▶ [Estratto del testo]:
....................

Non sappiamo se davvero la richiesta di porre fine alle sue sofferenze ci sia stata e non sappiamo nemmeno se il modo sia stato concordato o scelto da Gosling. Certo che, accostare la scena di un soffocamento di un uomo inerme e debole al concetto di eutanasia equivale a suggerirne un significato sbagliato e soprattutto a raffigurare la persona che decide di rispettare un‘alleanza di solidarietà profonda con i contorni di un assassino.

L’uso strumentale delle parole diventa, soprattutto in un dibattito aperto e fresco come quello italiano con l’operato dei giudici nel mirino, come il caso Englaro ha dimostrato, un’efficace strumento per plagiare e confondere. Se le parole hanno un valore l‘eutanasia affonda le sue radici nel prefisso greco eu, che rimanda al concetto di bene. Eppure l’interpretazione sdoganata come ufficiale da un dibattito fondato su errori di metodo e su pregiudizi ha prodotto lo snaturamento di alcuni termini che nell’uso corrente sono diventati altro.

Perché Gosling avrebbe deciso di porre termine alle sofferenze estreme del proprio compagno con una morte altrettanto atroce? Un moto di esasperazione spacciato per rispetto di un patto di amore come argomento da usare in tribunale? Se davvero ci fosse stata una promessa di questo tipo non sarebbe stato tutto organizzato da tempo e nel dettaglio? Qualcuno potrebbe trovare ipocrita la differenza tra l’uso di un cuscino per soffocare e la somministrazione di un’alta dose di sonniferi; eppure il diverso modo di morire ha un valore simbolico che supera il fatto stesso della morte e che, in questo caso specifico, è proprio il terreno su cui si misurano tutti gli argomenti morali in gioco. Il rapporto tra volontà personale e morale pubblica, tra medicina e significato della vita, tra malattia e società.

....................

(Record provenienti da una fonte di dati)
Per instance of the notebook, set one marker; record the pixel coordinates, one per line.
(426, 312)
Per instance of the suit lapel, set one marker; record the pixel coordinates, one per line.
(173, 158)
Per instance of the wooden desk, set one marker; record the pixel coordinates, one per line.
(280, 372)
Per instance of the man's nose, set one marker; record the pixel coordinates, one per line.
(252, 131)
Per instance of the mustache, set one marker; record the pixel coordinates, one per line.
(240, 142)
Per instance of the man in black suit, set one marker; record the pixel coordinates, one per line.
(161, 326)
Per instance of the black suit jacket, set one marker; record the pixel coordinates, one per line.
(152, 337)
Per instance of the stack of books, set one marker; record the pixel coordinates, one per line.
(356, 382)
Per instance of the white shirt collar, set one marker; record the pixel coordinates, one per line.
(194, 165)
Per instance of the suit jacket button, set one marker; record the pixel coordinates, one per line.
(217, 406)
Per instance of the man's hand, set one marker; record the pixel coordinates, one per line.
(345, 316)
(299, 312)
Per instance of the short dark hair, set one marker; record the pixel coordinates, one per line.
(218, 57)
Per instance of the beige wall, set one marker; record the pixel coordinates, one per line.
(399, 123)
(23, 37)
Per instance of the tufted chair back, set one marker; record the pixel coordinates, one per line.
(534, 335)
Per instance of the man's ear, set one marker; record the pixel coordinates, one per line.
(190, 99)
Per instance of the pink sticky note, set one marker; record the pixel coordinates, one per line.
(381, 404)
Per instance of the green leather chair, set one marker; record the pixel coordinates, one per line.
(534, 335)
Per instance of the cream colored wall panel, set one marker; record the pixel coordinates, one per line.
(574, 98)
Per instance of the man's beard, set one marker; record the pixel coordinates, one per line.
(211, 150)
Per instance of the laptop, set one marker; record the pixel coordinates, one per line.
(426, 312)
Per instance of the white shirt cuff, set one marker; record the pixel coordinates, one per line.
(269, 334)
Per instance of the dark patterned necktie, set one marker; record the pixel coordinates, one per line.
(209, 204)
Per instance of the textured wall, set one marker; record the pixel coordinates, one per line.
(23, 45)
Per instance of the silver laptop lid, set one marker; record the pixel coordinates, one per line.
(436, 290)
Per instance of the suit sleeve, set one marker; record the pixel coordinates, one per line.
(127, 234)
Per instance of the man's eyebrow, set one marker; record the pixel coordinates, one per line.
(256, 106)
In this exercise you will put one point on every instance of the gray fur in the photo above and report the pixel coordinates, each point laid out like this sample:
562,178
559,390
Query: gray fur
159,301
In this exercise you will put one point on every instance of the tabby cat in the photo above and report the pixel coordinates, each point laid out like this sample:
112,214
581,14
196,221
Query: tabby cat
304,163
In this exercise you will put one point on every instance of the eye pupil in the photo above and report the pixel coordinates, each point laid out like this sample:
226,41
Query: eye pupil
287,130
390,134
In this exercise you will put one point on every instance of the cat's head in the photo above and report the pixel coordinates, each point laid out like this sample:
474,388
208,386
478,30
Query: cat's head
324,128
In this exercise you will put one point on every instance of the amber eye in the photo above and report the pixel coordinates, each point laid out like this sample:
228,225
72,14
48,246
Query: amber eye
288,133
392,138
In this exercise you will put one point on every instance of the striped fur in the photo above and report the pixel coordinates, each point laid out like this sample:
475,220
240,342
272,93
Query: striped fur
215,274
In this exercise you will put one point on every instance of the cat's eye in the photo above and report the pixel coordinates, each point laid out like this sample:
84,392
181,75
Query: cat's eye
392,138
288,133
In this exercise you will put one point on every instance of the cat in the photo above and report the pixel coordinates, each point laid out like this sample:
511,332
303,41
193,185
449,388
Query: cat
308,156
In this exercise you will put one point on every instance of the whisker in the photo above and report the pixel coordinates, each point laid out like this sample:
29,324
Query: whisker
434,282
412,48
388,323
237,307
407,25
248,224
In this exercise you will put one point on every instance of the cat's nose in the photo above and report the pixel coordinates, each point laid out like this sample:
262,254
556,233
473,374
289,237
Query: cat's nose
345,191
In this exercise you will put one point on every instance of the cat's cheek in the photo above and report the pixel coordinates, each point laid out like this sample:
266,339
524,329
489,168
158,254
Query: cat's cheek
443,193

....................

▶ [Istruzioni]:
A – Nel testo sul caso Gosling, a quale prefisso greco si fa risalire la parola eutanasia e a quale concetto rimanda?
B – Prosegua il testo sul caso Gosling a partire dalla sua ultima frase.

▶ [Risposte numerate]:
A – Al prefisso greco eu, che rimanda al concetto di bene.

B –
Il modo in cui morire è proprio l’espressione fisica e concreta di un atto di volontà ed è proprio ciò che può aiutare la riflessione a discriminare tra l’eutanasia e l’omicidio. Rimane difficile credere che una persona che sceglie consapevolmente la dolce morte per riscattare la propria condizione di sofferenza senza speranza, possa accettare di morire in modo crudele o in qualsiasi modo. Potremmo credere sia eutanasia lasciarsi strangolare o farsi bruciare vivi? O possiamo confondere il martirio dei santi o la cicuta di Socrate con l’eutanasia? Persino il suicidio di Jacopo Ortis con il pugnale non è lo stesso del Werther che usa l’arma da fuoco. Le diverse morti e le diverse icone della morte hanno uno specifico e inalterabile significato. E’ proprio la modalità, il come a restituire un significato ai temi su cui ci interroghiamo e su cui si rischia troppo spesso di sprecare parole che rischiano la perdita di significato.

Aldilà del caso giudiziario Goslin, qualora avesse compiuto quel gesto estremo con la reale intenzione di assecondare il desidero del proprio compagno - cosa della quale ci auguriamo - dovrà chiedersi per il resto della vita se non sarebbe stato naturale e doveroso accompagnare la persona amata ad una morte fatta di dignità e di cessazione del dolore. L’eutanasia ha in se il concetto della pietas. Ne è la premessa e la sua condizione fondante.

La scelta di morire per non soffrire, la rinuncia a una qualità della vita che non si ritiene coerente con il proprio sistema di valori, la libertà di abbandonare l’esistenza, non si può confondere con un atto brutale; ed è tutto quello che sembra mancare troppo nella scena repentina del soffocamento che viene dall’alto e del cuscino schiacciato sul volto. Un’azione che azzera e quasi umilia la dignità della scelta di morire. L’icona di una morte eroica e insieme innocente. Quella di chi pensa che “una vita senza libertà non è una vita”.